Recast the lines of the records from the one containing "fan is in this frame." through the one containing "440,633,473,643", both included, as a JSON list of strings with one string per line and blank lines left out. Cover only those lines.

Region-labeling records:
+===+
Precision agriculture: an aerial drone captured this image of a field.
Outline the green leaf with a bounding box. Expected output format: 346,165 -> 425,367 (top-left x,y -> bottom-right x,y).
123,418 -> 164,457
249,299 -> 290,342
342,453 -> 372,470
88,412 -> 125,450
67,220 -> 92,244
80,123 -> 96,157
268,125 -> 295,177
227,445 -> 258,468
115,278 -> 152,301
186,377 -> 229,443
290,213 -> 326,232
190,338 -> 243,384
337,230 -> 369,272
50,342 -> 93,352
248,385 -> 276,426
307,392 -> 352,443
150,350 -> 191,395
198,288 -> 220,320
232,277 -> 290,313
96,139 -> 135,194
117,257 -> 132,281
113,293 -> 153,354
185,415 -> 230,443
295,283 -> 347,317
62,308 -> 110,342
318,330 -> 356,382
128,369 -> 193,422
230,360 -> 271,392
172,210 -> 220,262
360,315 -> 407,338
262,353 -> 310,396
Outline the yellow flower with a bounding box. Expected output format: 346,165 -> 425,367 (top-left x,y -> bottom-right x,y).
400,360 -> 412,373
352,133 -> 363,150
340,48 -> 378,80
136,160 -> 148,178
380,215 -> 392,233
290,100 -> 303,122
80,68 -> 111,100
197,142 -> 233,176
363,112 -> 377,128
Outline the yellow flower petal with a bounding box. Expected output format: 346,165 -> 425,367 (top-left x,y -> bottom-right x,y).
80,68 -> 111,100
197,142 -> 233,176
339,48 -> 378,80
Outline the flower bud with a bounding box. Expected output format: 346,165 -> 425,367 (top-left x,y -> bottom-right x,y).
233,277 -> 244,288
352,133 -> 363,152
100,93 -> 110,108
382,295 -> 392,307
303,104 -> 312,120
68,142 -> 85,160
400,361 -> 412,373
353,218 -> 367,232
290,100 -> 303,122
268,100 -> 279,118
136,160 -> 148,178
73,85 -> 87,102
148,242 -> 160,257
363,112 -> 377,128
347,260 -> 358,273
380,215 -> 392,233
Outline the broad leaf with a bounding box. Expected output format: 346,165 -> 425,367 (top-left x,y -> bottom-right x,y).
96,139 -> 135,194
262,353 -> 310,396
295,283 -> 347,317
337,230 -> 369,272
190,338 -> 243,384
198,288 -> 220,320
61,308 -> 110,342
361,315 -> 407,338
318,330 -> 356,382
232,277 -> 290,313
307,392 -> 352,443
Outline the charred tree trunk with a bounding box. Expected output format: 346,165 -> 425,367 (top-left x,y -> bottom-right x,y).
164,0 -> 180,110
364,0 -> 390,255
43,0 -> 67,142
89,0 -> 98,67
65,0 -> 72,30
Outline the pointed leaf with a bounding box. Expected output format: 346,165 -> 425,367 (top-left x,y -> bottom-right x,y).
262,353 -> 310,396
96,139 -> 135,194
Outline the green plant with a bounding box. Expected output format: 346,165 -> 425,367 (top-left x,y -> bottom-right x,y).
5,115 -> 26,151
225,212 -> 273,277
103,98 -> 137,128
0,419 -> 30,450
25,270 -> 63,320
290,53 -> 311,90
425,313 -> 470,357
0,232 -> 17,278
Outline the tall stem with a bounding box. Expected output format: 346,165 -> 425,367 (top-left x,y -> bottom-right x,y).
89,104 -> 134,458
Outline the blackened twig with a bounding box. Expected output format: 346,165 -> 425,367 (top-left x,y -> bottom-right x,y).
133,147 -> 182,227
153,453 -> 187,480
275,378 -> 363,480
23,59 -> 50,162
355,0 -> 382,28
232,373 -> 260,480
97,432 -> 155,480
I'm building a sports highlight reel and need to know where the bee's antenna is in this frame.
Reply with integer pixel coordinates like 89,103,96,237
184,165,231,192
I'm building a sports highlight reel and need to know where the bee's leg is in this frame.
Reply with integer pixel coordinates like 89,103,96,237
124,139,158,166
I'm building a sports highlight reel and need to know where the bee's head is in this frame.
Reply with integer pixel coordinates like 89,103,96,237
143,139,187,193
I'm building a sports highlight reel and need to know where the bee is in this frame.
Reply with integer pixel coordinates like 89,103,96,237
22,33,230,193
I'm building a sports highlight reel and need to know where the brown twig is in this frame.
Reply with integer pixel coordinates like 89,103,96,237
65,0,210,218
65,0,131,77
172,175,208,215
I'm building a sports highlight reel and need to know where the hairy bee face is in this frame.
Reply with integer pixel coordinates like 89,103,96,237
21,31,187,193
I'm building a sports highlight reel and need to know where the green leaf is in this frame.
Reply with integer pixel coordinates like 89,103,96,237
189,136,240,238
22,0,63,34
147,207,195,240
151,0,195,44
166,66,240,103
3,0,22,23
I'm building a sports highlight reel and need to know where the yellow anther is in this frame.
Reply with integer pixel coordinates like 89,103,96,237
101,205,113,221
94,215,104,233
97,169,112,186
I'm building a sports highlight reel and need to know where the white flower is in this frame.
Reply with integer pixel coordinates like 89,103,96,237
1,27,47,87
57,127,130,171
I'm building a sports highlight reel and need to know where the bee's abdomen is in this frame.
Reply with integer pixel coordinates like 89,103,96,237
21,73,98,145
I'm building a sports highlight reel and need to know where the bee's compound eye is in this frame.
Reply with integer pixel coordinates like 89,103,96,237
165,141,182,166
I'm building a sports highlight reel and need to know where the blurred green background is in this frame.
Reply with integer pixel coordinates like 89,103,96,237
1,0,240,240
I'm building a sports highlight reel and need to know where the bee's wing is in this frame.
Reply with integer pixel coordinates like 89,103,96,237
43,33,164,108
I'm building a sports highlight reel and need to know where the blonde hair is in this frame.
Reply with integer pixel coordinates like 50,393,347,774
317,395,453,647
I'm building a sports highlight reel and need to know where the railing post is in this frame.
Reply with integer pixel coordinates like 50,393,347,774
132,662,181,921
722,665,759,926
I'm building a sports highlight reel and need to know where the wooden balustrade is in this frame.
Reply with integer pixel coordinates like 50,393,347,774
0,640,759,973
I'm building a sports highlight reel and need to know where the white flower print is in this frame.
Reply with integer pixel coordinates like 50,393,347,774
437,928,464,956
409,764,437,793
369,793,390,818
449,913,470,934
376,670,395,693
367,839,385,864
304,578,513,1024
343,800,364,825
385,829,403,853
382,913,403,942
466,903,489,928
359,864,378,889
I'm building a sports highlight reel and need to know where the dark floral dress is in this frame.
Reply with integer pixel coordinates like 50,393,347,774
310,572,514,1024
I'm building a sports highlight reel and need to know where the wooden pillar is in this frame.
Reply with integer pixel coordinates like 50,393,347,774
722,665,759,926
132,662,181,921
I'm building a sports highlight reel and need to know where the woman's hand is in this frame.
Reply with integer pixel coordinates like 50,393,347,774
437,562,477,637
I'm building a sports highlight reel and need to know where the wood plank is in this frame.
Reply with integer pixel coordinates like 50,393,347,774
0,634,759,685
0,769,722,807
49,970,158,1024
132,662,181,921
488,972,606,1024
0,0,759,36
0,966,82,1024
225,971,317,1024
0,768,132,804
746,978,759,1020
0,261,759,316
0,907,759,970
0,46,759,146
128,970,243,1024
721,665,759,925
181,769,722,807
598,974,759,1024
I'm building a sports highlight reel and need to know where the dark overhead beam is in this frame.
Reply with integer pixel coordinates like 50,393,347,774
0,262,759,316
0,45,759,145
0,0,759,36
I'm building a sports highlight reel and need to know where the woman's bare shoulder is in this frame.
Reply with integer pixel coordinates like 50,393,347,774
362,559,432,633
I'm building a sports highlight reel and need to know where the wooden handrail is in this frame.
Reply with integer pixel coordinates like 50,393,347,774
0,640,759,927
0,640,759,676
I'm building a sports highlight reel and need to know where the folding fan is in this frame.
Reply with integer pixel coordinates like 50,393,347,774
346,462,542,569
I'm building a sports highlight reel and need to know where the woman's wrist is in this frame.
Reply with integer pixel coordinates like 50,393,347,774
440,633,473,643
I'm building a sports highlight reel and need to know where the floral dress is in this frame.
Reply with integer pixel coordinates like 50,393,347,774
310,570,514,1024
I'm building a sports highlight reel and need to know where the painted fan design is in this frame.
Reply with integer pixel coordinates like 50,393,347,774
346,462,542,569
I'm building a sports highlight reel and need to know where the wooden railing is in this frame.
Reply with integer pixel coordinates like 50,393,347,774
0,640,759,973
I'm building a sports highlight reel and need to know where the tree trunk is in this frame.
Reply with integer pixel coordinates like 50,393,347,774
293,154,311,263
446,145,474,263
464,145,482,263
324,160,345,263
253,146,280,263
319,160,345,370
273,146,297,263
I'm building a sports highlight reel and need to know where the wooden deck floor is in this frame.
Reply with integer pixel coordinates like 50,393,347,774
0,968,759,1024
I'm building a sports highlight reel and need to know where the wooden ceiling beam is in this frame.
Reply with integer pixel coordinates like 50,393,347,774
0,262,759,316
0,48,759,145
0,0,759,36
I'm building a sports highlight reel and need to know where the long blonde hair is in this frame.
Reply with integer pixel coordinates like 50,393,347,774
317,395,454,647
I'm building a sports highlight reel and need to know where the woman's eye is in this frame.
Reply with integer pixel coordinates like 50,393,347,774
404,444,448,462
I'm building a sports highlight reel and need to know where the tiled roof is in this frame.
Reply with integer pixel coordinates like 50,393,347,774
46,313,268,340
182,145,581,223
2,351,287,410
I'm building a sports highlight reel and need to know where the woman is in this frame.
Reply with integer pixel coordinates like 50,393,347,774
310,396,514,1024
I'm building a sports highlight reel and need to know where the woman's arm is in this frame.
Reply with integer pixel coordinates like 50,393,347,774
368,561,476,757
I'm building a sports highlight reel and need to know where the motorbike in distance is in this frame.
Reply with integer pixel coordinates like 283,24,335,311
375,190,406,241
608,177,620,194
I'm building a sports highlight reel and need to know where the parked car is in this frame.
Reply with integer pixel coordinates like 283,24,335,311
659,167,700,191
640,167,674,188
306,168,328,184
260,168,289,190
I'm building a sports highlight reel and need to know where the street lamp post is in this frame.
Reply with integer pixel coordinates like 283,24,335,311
+===+
● RESULT BELOW:
[
  "I'm building a sports highlight reel and need to know where the folding fan is in this frame.",
  "Reply with integer pixel coordinates like 50,393,347,774",
  "346,462,542,569",
  "I'm building a sports highlight reel and need to know where the woman's wrist is in this frame.",
  "Reply with integer pixel coordinates like 50,393,347,774",
  "440,633,473,643"
]